Passage shown -

● ● ● ●

To 21st Century America, let us pledge that:

Every child will begin school ready to learn and graduate ready to succeed. Every family will be able to succeed at home and at work--and no child will be raised in poverty. We will meet the challenge of the aging of America. We will assure quality, affordable healthcare for all Americans. We will make America the safest big country on earth. We will bring prosperity to every American community. We will reverse the course of climate change and leave a cleaner, safer planet. America will lead the world toward shared peace and prosperity, and the far frontiers of science and technology. And we will become at last what our founders pledged us to be so long ago--one nation, under God, indivisible, with liberty and justice for all.

These are great goals, worthy of a great nation. We will not reach them all this year. Not even in this decade. But we will reach them. Let us remember that the first American revolution was not won with a single shot. The continent was not settled in a single year. The lesson of our history--and the lesson of the last seven years--is that great goals are reached step by step: always building on our progress, always gaining ground.

Of course, you can't gain ground if you're standing still. For too long this Congress has been standing still on some of our most pressing national priorities. Let's begin with them.

I ask you again to pass a real patient's bill of rights. Pass common-sense gun-safety legislation. Pass campaign finance reform. Vote on long overdue judicial nominations and other important appointees. And, again, I ask you to raise the minimum wage.

Two years ago, as we reached our first balanced budget, I asked that we meet our responsibility to the next generation by maintaining our fiscal discipline. Because we refused to stray from that path, we are doing something that would have seemed unimaginable seven years ago: We are actually paying down the national debt. If we stay on this path, we can pay down the debt entirely in 13 years and make America debt-free for the first time since Andrew Jackson was president in 1835.

In 1993, we began to put our fiscal house in order with the Deficit Reduction Act, winning passage in both houses by just one vote. Your former colleague, my first Secretary of the Treasury, led that effort. He is here tonight. Lloyd Bentsen, you have served America well.

Beyond paying off the debt, we must ensure that the benefits of debt reduction go to preserving two of the most important guarantees we make to every American--Social Security and Medicare. I ask you tonight to work with me to make a bipartisan down payment on Social Security reform by crediting the interest savings from debt reduction to the Social Security Trust Fund to ensure that it is strong and sound for the next 50 years.

But this is just the start of our journey. Now we must take the right steps toward reaching our great goals.

● ● ● ●

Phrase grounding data
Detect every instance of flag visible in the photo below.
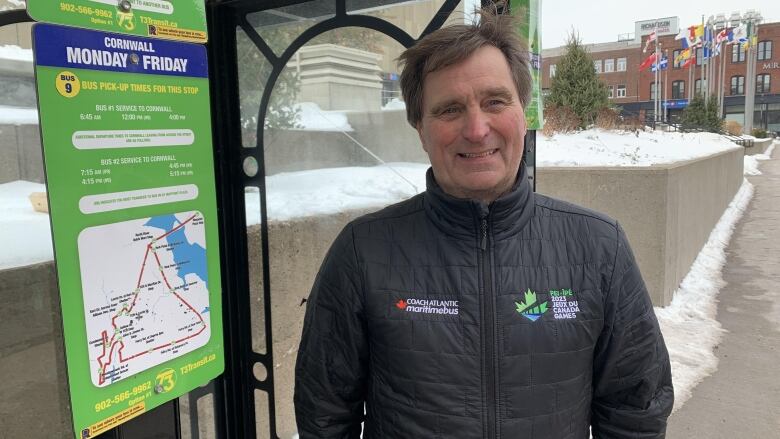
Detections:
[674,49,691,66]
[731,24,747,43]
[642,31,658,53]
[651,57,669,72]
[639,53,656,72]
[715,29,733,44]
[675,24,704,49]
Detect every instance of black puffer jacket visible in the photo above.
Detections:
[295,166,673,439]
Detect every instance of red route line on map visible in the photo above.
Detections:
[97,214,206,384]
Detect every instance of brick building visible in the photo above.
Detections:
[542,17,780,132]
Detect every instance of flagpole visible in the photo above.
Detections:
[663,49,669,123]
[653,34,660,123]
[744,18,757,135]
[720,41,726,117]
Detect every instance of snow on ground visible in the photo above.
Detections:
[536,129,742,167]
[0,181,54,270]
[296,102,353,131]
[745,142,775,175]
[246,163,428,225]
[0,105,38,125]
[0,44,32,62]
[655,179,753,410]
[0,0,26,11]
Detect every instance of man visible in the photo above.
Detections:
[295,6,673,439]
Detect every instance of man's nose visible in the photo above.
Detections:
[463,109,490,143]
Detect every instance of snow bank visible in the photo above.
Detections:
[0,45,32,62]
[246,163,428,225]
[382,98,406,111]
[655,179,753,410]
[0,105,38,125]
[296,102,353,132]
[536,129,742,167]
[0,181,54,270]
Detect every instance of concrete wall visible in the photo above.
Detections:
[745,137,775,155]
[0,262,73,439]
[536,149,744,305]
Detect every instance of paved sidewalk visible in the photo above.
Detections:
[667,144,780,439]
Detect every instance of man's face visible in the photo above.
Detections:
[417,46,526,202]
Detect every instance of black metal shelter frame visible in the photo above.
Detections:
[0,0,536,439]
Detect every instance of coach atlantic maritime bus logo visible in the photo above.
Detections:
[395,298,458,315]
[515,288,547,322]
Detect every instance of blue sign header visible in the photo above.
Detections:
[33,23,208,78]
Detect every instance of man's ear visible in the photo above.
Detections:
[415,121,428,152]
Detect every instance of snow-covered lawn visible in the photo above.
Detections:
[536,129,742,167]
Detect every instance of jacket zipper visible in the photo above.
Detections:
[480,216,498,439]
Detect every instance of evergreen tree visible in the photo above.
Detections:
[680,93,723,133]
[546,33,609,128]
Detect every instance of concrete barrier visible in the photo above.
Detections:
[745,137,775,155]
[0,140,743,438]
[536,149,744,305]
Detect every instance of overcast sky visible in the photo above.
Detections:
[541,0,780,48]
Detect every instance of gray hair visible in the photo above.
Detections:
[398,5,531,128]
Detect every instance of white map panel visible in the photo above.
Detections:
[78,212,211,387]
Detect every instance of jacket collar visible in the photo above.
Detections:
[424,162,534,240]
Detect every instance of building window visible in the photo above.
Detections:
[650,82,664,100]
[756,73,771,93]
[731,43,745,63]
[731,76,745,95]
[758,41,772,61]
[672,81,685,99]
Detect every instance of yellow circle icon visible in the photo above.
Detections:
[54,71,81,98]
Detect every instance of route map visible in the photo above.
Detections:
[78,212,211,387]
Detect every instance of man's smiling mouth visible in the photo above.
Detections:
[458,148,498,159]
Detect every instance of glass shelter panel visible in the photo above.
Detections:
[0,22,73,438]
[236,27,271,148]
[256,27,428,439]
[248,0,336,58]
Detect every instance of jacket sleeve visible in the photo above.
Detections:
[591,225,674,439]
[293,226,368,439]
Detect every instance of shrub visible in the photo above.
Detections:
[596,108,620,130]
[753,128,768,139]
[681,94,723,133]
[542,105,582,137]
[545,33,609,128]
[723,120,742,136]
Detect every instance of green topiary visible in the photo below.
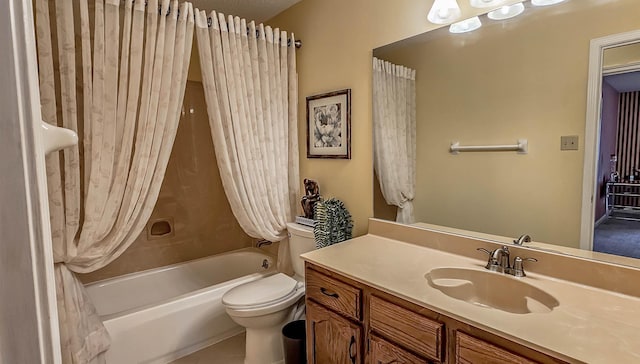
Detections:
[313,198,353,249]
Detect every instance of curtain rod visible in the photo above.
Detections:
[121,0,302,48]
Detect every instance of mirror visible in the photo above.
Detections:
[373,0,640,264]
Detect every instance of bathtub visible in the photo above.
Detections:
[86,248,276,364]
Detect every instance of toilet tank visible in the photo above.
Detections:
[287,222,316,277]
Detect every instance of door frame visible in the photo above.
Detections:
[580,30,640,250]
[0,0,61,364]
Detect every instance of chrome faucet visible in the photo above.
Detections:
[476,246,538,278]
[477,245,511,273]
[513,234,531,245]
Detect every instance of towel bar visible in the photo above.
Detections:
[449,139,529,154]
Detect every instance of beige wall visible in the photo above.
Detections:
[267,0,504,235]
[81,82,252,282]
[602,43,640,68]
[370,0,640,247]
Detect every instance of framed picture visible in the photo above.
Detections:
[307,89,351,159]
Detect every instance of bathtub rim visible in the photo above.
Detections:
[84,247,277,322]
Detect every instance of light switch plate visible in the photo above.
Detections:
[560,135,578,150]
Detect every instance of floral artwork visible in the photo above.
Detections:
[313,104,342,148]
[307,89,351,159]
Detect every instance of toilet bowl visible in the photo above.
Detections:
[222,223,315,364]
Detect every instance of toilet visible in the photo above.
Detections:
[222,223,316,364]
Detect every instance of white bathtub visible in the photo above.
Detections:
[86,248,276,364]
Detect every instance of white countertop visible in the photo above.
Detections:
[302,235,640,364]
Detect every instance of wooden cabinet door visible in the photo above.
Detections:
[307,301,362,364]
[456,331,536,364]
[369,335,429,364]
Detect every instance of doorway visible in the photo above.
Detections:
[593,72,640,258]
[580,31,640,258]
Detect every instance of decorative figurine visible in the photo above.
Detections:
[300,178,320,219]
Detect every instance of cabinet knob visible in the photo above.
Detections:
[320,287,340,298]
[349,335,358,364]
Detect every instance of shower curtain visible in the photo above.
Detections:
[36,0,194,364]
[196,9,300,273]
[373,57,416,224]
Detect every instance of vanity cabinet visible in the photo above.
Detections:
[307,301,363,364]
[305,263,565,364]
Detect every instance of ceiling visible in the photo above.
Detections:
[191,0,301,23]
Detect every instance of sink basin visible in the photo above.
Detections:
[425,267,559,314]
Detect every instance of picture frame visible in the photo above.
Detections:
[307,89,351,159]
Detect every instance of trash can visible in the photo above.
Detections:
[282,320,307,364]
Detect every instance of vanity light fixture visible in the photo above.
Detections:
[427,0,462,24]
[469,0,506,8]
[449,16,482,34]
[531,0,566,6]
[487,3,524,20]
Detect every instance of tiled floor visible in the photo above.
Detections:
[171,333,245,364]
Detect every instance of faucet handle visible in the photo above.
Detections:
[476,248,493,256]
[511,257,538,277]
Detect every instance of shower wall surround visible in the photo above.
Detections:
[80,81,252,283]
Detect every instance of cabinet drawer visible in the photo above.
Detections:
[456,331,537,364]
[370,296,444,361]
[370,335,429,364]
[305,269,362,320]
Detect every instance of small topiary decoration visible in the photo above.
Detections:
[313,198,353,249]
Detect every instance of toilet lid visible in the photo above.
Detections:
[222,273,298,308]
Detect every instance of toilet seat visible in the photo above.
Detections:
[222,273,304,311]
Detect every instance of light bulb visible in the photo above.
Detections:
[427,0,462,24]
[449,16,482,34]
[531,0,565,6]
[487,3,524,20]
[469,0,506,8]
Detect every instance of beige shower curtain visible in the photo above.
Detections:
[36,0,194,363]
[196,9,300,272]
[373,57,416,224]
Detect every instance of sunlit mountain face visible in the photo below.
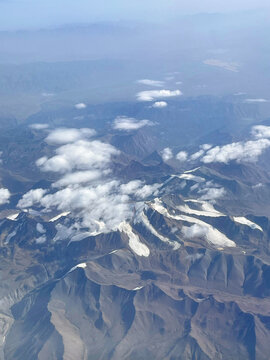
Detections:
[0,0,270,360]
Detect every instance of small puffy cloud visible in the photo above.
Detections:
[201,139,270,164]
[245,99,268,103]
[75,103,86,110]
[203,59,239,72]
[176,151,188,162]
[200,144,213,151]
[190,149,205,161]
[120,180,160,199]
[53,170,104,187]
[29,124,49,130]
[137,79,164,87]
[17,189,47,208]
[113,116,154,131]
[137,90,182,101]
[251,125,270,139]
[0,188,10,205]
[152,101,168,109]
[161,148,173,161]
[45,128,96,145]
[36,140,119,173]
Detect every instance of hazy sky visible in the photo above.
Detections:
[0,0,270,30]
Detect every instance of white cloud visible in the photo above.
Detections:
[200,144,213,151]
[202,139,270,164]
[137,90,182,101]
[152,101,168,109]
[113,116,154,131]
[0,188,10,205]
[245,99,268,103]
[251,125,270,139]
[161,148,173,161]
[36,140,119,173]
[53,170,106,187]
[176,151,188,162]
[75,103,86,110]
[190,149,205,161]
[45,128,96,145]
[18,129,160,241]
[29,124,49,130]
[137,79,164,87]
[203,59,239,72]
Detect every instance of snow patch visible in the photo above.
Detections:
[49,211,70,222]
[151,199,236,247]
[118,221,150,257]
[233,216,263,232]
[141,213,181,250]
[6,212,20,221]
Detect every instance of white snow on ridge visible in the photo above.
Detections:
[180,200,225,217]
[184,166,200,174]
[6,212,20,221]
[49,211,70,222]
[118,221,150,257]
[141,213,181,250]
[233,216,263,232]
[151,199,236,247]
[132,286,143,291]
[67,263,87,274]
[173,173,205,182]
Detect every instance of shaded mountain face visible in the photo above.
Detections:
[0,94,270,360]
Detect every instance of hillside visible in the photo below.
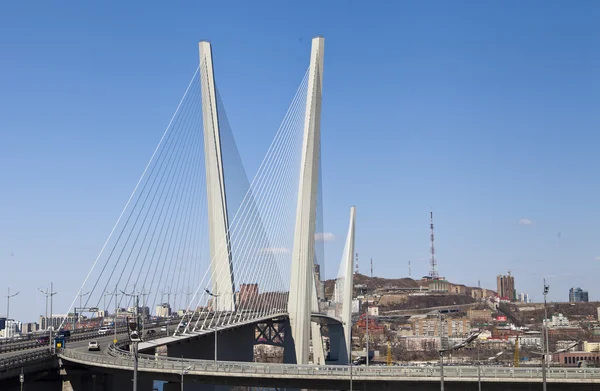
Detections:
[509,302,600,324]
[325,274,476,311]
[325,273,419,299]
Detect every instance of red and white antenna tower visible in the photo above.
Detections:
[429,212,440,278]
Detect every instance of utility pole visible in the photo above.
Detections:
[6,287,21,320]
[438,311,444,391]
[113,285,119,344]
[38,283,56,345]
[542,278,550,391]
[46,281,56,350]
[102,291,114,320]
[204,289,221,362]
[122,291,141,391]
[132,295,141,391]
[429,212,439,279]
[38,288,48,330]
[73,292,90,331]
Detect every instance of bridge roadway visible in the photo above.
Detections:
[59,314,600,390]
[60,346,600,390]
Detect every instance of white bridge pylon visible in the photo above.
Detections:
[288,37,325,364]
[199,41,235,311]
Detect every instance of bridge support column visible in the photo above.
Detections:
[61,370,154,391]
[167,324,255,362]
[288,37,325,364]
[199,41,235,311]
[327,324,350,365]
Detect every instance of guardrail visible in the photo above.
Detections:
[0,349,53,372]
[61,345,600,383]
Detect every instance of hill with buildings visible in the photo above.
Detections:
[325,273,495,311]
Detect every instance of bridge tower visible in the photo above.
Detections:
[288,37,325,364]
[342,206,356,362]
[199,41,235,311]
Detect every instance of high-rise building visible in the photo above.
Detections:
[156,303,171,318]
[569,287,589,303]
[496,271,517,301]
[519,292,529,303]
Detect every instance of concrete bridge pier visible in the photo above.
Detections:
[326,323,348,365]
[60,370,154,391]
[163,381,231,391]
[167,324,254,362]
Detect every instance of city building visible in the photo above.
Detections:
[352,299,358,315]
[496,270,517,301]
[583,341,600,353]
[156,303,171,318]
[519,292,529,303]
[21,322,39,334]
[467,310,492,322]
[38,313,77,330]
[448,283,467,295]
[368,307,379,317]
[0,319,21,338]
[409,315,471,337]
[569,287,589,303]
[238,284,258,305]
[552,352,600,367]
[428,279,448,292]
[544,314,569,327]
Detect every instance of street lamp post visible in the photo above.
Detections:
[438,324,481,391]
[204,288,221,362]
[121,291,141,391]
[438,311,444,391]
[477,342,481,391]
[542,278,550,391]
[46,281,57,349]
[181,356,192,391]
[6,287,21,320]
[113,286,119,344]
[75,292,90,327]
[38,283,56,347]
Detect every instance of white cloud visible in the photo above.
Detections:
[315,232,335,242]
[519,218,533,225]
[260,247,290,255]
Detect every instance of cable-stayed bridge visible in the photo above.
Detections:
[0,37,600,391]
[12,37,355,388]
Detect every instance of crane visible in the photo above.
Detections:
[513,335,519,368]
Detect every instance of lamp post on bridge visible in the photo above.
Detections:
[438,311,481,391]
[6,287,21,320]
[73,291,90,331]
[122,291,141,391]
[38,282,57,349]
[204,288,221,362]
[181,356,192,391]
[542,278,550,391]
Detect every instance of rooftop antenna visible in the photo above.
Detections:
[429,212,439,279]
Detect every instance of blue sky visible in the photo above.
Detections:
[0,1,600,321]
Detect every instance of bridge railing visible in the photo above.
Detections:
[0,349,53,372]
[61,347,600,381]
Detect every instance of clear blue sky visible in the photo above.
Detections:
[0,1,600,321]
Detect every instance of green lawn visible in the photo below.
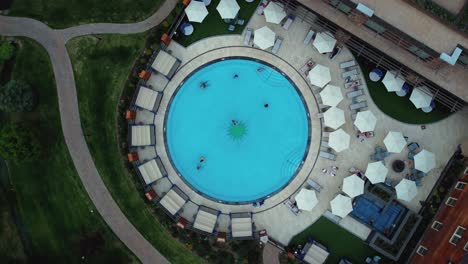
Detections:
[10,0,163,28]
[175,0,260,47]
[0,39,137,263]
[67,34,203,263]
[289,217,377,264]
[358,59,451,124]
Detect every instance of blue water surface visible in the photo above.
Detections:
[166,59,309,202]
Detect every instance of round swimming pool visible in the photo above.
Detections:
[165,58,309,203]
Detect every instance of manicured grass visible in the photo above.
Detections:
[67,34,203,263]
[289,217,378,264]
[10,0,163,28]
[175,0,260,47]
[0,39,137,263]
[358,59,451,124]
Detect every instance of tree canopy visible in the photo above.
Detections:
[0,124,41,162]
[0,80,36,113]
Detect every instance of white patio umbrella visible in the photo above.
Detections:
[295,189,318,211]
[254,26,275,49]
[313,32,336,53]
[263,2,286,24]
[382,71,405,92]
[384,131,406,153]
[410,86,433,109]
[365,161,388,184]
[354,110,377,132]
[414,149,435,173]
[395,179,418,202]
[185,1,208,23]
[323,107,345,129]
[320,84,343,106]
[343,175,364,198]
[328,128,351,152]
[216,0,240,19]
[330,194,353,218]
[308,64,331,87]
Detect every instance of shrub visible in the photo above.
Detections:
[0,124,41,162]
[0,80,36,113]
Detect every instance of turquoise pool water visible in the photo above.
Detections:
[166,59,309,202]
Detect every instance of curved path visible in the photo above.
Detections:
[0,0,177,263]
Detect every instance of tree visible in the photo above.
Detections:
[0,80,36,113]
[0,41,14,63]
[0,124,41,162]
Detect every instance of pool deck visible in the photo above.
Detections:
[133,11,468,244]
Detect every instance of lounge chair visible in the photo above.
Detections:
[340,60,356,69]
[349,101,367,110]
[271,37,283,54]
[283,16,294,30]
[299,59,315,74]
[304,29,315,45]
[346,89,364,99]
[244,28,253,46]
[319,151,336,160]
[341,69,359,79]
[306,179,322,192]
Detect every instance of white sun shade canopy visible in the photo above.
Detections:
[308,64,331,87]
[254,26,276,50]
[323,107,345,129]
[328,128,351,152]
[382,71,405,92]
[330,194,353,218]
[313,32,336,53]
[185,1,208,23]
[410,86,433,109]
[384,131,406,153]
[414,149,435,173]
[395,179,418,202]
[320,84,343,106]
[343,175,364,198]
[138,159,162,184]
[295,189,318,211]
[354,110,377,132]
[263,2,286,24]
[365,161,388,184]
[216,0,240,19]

● ● ● ●

Goal of the exercise -
In the speech excerpt, who was the first Secretary of the Treasury who led the effort to pass the Deficit Reduction Act?

Answer box -
Lloyd Bentsen.